◆ EXERCISE INSTRUCTIONS: Reproduce every line of the listing below, requests included, but increase each polygon coordinate in the answers by 118. Omit the pictures.

BEGIN STORED ROWS

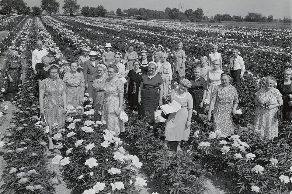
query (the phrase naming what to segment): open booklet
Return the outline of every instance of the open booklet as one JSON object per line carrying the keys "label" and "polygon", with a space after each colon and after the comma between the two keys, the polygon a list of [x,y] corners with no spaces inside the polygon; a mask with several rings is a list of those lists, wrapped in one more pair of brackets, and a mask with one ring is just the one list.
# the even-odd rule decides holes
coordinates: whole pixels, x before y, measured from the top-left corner
{"label": "open booklet", "polygon": [[170,113],[176,112],[181,108],[182,106],[180,105],[175,100],[173,101],[170,105],[165,104],[160,106],[161,110],[165,115]]}

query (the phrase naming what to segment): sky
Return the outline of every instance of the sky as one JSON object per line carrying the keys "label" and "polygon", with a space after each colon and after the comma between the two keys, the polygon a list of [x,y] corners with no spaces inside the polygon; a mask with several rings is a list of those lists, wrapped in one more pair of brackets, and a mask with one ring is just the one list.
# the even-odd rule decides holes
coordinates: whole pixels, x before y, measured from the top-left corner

END STORED ROWS

◆ EXERCISE SOLUTION:
query (the phrase naming what to segment): open booklet
Return the outline of every instance of the open booklet as one JSON object per line carrying the keys "label" and "polygon", with a space after each colon and after the comma between the two keys, the polygon a list of [x,y] corners with no spaces inside the polygon; a mask with several rings is a list of those lists, wrapped in one more pair of brackets, and a mask with one ring is just the one list.
# the even-odd rule decides holes
coordinates: whole pixels, x before y, measured from the top-left corner
{"label": "open booklet", "polygon": [[288,231],[294,230],[299,226],[300,224],[298,223],[293,218],[291,219],[288,223],[283,222],[278,224],[279,228],[283,233]]}

query (the phrase naming what to segment): sky
Return the outline of every instance of the sky as one JSON object per line carrying the keys "label" and "polygon", with a space after each colon and after the comma between the two keys, the polygon a list of [x,y] corners with no spaces inside the polygon; a mask with several rings is a list of those lists, wrapped in one more pair of brackets, and a mask with one ring is just the one list.
# the even-odd rule decides holes
coordinates: whole pixels, x before y, measured from the top-left corner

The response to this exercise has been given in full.